아래 행을 처음부터 끝까지 한 글자도 바꾸지 말고 그대로 다시 옮겨 적으세요.

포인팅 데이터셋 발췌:
_ _ _ _

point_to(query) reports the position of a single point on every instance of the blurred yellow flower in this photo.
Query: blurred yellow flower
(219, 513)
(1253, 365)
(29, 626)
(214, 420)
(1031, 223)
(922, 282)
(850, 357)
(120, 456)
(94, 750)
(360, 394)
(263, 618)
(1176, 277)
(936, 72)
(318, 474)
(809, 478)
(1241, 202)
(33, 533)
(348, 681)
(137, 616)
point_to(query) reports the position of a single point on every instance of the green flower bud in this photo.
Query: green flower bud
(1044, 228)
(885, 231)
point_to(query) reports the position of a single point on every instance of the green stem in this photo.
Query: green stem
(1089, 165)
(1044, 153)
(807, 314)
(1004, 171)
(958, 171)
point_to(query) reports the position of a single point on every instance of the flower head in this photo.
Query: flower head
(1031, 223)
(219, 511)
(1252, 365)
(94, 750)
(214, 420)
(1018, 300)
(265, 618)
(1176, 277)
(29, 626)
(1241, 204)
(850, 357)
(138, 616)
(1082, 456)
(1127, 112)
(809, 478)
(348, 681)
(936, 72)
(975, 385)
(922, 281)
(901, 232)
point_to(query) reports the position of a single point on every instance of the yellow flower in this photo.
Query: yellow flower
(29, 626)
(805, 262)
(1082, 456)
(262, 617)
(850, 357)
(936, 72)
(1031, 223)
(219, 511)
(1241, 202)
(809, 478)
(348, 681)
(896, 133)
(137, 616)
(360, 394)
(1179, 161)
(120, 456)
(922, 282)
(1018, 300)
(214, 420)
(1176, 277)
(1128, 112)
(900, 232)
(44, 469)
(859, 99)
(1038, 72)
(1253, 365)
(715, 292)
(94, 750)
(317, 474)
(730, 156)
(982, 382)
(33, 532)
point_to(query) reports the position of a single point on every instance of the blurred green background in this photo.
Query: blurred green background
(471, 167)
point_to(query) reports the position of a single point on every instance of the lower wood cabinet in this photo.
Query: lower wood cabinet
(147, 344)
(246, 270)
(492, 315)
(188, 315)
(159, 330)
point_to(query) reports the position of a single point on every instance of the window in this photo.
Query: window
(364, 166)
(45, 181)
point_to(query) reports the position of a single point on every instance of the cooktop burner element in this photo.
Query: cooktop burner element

_ _ _ _

*과제 답변*
point_to(query) reports the position of a single point on every instance of the blurred yellow flower in this photo.
Query: blurred yellow flower
(219, 513)
(1253, 365)
(29, 626)
(214, 420)
(1031, 223)
(922, 282)
(850, 357)
(120, 456)
(94, 750)
(360, 394)
(263, 618)
(1176, 277)
(936, 72)
(318, 474)
(809, 478)
(1241, 202)
(33, 533)
(348, 681)
(137, 616)
point_to(query) reports the position of a single point on every instance of the green flower bud in this photo.
Query: green flower bud
(1044, 228)
(885, 231)
point_to(query) reports the position of a single point on every instance of the green stem in this photo.
Query: green stem
(1089, 165)
(1044, 153)
(807, 314)
(1004, 171)
(958, 171)
point_to(query) reports the position of a single point on every instance of the flower head in this photo.
Query: flower head
(1031, 223)
(219, 511)
(1252, 365)
(94, 750)
(214, 420)
(1018, 300)
(265, 618)
(1176, 277)
(29, 626)
(1241, 204)
(850, 357)
(138, 616)
(1082, 456)
(1127, 112)
(809, 478)
(348, 681)
(936, 72)
(975, 385)
(922, 281)
(901, 232)
point_to(query) reports the position of a single point on every instance of the yellow flower in this photo.
Query: yellow flower
(29, 626)
(805, 262)
(1082, 456)
(262, 617)
(850, 357)
(936, 72)
(1031, 223)
(219, 511)
(1241, 202)
(809, 478)
(348, 681)
(896, 133)
(137, 616)
(360, 394)
(1179, 161)
(120, 456)
(922, 282)
(1018, 300)
(214, 420)
(1176, 277)
(1128, 112)
(900, 232)
(44, 469)
(859, 99)
(1038, 72)
(1253, 365)
(715, 292)
(94, 750)
(317, 474)
(730, 156)
(982, 382)
(33, 532)
point_to(query) reports the position of a single point on every instance of the blurred green background in this photo.
Query: blurred green background
(471, 167)
point_to(query) reports the position of a single point on every instance of the lower wood cabinet in this photo.
Query: lower wood cabinet
(147, 344)
(246, 270)
(492, 315)
(188, 315)
(159, 330)
point_to(query) reports the position of a single point on every instance of the window in this photo.
Query: window
(364, 166)
(45, 181)
point_to(query) reports the position of a single point on every instance of the cooktop burner element in this photo.
Query: cooktop burner element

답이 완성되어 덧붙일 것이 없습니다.